╔══
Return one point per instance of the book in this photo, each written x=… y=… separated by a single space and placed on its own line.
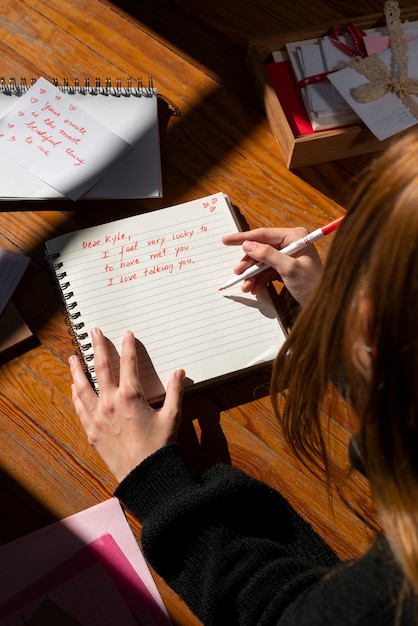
x=158 y=274
x=12 y=268
x=129 y=112
x=15 y=334
x=86 y=569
╚══
[PROBLEM TO WORK ON] Only the pictures are dropped. Otherwise, write out the listing exactly.

[ANSWER FOR THE TASK]
Return one point per instance of the book in this photo, each written x=… y=… separated by a single space and placed on its own line.
x=158 y=274
x=12 y=268
x=129 y=112
x=15 y=334
x=86 y=569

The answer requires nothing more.